** START Records for the exercise **
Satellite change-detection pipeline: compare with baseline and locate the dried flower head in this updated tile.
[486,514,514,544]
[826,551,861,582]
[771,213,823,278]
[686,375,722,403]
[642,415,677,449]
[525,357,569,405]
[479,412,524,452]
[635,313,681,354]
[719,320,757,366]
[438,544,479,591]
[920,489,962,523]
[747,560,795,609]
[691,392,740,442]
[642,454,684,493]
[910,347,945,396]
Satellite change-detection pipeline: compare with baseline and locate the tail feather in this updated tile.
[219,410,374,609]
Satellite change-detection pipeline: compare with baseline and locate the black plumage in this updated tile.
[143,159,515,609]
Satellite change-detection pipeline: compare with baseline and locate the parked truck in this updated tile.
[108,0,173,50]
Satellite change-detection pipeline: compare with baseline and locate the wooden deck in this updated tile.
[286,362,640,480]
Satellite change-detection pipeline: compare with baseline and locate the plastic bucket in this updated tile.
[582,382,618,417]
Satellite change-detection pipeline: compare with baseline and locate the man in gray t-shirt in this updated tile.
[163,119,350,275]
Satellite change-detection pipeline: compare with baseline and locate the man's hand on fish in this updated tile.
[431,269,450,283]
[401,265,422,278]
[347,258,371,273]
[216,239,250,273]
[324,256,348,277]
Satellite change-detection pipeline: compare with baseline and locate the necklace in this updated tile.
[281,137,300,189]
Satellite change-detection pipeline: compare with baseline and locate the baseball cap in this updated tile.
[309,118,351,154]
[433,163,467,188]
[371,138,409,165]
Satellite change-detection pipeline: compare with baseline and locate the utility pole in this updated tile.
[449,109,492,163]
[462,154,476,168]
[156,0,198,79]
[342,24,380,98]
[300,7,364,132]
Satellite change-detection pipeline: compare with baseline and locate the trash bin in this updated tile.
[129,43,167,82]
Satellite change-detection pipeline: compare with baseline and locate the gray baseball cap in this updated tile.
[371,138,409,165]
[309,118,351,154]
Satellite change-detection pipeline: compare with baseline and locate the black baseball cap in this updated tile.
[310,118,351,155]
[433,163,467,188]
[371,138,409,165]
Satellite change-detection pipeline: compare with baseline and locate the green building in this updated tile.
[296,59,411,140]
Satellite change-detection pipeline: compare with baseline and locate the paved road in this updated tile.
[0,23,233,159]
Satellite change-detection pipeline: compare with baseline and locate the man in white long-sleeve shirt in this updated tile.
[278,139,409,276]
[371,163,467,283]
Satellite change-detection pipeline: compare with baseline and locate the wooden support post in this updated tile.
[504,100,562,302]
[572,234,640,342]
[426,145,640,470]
** END Records for the exercise **
* _Work to complete_:
Reproduce every line above word for word, from first to last.

* _Written response_:
Satellite change-detection pipeline: compare with baseline and locate the dried flower head in this updated tile.
[486,514,514,544]
[826,551,861,582]
[771,213,823,278]
[686,375,722,403]
[642,415,677,449]
[525,357,569,405]
[479,412,524,452]
[635,313,681,354]
[719,320,757,366]
[438,544,479,591]
[920,489,962,523]
[747,560,795,609]
[691,392,740,442]
[642,454,684,493]
[910,347,945,396]
Satellite change-detection pipeline: compare with baseline and locate the tail feather in this updated tile.
[219,410,374,609]
Satellite change-detection pipeline: compare with baseline and locate the black plumage in this updated tile.
[143,159,515,609]
Satellite change-detection pipeline: compare with baseline and locate the parked truck in this updated tile.
[108,0,173,50]
Satellite change-detection pipeline: compare with baseline and locate the wooden deck in this updated tile.
[286,362,640,480]
Satellite change-detection pipeline: compare with baseline and locate the plastic bucket in this updated tile.
[582,382,618,417]
Satellite change-detection pipeline: compare with baseline and locate the man in gray t-shirt in this updated tile.
[163,119,350,275]
Satellite change-detection pipeline: compare with baseline and locate the man's hand on fish in this updated tile.
[431,269,450,283]
[401,265,422,278]
[347,258,371,273]
[216,239,250,273]
[324,256,348,277]
Satellite change-detection pipeline: compare with baseline and locate the necklace in this updated tile.
[281,137,300,189]
Satellite change-detection pipeline: compare with baseline and locate the baseball cap in this updated tile.
[309,118,351,154]
[433,163,467,188]
[371,138,409,165]
Satellite change-detection pipeline: compare with baseline and locate the utility pole in this updated tile.
[449,109,492,163]
[462,154,476,168]
[156,0,198,79]
[342,24,380,98]
[300,7,364,132]
Satellite change-detection pipeline: compare with baseline and locate the trash bin in this updated tile.
[129,43,167,82]
Satellite change-detection pipeline: compare with baseline and locate the gray baseball cap in this updated tile.
[371,138,409,165]
[309,118,351,154]
Satellite change-detection pipeline: compare with baseline and locate the black baseball cap in this updated tile.
[310,118,351,155]
[433,163,467,188]
[371,138,409,165]
Satellite change-detection pipeline: compare with baseline and locate the green building in this updated tile.
[296,59,411,140]
Satellite change-detection pipeline: compare with baseline and locate the paved road in this updated tile.
[0,23,233,159]
Satellite change-detection pipeline: compare with baseline and locate the man in white long-sleeve shirt in this updated tile.
[278,139,409,276]
[371,163,467,283]
Satellite change-detection pipeline: compare with baseline and locate the wooden support post in this updated tile.
[504,100,562,302]
[572,234,640,342]
[426,145,640,470]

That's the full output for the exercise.